--- What is expected ---
Return the material below verbatim, reproducing every line without alteration.

-*-*-

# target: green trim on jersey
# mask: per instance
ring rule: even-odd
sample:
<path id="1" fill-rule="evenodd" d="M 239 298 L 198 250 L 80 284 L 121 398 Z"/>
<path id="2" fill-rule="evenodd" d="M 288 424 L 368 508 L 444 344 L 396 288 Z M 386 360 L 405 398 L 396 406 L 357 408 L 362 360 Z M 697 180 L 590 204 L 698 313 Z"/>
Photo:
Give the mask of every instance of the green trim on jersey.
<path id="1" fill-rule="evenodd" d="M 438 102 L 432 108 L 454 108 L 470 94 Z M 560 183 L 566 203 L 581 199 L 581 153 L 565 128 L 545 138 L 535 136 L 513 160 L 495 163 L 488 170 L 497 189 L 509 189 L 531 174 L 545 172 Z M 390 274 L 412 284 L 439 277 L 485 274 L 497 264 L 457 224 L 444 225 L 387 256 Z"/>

-*-*-

--- Solution ---
# target: green trim on jersey
# mask: per instance
ring rule: even-odd
sample:
<path id="1" fill-rule="evenodd" d="M 239 298 L 198 250 L 80 284 L 121 398 Z"/>
<path id="2" fill-rule="evenodd" d="M 288 424 L 368 508 L 444 344 L 396 288 Z M 386 360 L 405 398 L 396 406 L 357 408 L 362 360 Z M 697 180 L 590 204 L 698 313 Z"/>
Photo:
Give the mask of every instance of the green trim on jersey.
<path id="1" fill-rule="evenodd" d="M 438 102 L 432 108 L 454 108 L 470 94 Z M 560 183 L 566 203 L 581 199 L 581 153 L 565 128 L 545 138 L 535 136 L 513 160 L 495 163 L 488 170 L 497 189 L 509 189 L 531 174 L 545 172 Z M 390 274 L 412 284 L 439 277 L 485 274 L 497 264 L 457 224 L 444 225 L 387 256 Z"/>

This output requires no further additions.